» TÂCHE DEMANDÉE:
Recopiez fidèlement le passage de l'extrait sur les nouveaux pauvres, en commençant à « Par Jacques Garello. » et en terminant à « ceux de Roosevelt. ».

» EXTRAIT À LIRE:
******************************

Par Jacques Garello.

Ils sont des millions. Ils sont des défis lancés à des pays riches. Ils sont la rançon de l’État Providence. Ils ont besoin et de liberté et de charité.

Hasard de l’histoire : l’expression « Nouveaux Pauvres » est entrée dans le débat public en France quelques mois après l’élection de François Mitterrand. Le Père Calvez avait prêché le Carême à Notre Dame sur ce thème en 1982, et j’avais eu l’occasion d’en débattre avec lui dans les colonnes du Figaro Magazine. C’est dire que les nouveaux pauvres ne datent pas d’hier. Ils ne sont pas non plus seulement de chez nous. Les nouveaux pauvres sont aussi ceux d’Obama, dans la lignée de ceux de Roosevelt.

J’associe volontairement socialistes et nouveaux pauvres, car c’est bien l’État Providence, que Jean Paul II appelait encore « l’État de l’assistance », qui est à l’origine de cette tare de nos sociétés pourtant si riches. De la sorte, si les nouveaux pauvres se multiplient c’est bien dans les périodes d’inconscience collective qui pousse à s’en remettre à l’État pour toutes choses. On incrimine « la crise » pour expliquer la nouvelle vague de pauvreté. C’est à tort si l’on entend par là qu’il y aurait aujourd’hui un lien avec la mondialisation et la finance. C’est vrai si l’on observe que la crise a remis en selle un État omniprésent et omnipotent, dont on avait cru se débarrasser entre 1980 et 2000 : le G20, le FMI et les autres ont eu le génie de demander aux États de réparer les dégâts d’une crise qu’ils avaient provoquée. Plus d’État c’est de nouveaux pauvres par milliers.

Mais comment l’État Providence est-il une machine à fabriquer la pauvreté ?

Il crée le chômage, il développe l’assistanat, il tue la charité.

Le chômage est le sous-produit du dirigisme. La réglementation du marché du travail, la confiscation du profit et de l’épargne, la multiplication des prélèvements et des subventions, l’hypertrophie du secteur public, privent les entreprises privées de toute possibilité d’adaptation et de création d’emploi. L’argent s’investit dans des projets sans lendemain, et la main d’œuvre n’a ni la mobilité ni la qualification voulue pour retrouver un emploi.

******************************

» ENTRÉES DE DONNÉES:
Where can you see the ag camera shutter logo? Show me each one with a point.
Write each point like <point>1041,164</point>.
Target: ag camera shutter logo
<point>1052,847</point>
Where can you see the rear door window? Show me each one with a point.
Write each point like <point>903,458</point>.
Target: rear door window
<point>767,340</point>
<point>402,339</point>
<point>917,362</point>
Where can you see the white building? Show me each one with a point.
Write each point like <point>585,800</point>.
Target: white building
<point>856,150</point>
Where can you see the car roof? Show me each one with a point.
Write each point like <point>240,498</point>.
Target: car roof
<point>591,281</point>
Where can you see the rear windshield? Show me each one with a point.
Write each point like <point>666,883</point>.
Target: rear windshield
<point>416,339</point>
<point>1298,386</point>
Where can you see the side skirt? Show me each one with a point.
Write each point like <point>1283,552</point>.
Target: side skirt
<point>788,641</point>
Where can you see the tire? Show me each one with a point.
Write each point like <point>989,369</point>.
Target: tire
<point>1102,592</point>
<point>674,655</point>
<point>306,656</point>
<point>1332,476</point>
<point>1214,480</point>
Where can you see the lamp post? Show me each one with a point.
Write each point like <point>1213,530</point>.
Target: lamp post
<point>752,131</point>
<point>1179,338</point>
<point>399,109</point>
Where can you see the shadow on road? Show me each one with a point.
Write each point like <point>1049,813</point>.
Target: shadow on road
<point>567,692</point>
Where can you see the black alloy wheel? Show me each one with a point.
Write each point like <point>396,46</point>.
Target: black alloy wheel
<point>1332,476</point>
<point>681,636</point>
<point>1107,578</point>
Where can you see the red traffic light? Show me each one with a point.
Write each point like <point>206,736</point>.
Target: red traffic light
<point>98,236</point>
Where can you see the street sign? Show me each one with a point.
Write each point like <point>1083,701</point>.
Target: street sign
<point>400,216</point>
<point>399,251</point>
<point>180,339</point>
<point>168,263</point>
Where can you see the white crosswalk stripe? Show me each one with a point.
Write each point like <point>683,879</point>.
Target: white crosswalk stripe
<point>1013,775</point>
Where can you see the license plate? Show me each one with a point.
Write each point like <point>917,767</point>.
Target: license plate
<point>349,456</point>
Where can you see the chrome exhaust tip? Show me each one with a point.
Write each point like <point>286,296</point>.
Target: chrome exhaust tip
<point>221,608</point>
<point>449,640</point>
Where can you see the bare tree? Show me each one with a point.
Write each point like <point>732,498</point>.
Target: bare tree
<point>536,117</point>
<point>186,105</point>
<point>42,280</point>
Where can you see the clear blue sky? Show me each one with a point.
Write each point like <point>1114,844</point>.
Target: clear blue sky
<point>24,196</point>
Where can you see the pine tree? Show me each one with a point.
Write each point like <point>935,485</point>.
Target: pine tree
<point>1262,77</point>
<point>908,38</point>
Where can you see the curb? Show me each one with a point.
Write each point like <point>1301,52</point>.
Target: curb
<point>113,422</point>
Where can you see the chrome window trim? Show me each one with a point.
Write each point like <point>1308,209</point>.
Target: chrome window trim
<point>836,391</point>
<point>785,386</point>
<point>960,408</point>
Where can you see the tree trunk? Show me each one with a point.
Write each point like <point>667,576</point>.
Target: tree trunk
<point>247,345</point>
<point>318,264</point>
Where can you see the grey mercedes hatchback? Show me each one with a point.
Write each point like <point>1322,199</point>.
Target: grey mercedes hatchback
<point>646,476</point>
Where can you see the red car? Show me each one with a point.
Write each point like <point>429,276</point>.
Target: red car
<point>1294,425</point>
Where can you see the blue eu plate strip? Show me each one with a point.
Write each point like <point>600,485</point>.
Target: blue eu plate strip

******************************

» RÉSULTAT CI-DESSOUS:
Par Jacques Garello.

Ils sont des millions. Ils sont des défis lancés à des pays riches. Ils sont la rançon de l’État Providence. Ils ont besoin et de liberté et de charité.

Hasard de l’histoire : l’expression « Nouveaux Pauvres » est entrée dans le débat public en France quelques mois après l’élection de François Mitterrand. Le Père Calvez avait prêché le Carême à Notre Dame sur ce thème en 1982, et j’avais eu l’occasion d’en débattre avec lui dans les colonnes du Figaro Magazine. C’est dire que les nouveaux pauvres ne datent pas d’hier. Ils ne sont pas non plus seulement de chez nous. Les nouveaux pauvres sont aussi ceux d’Obama, dans la lignée de ceux de Roosevelt.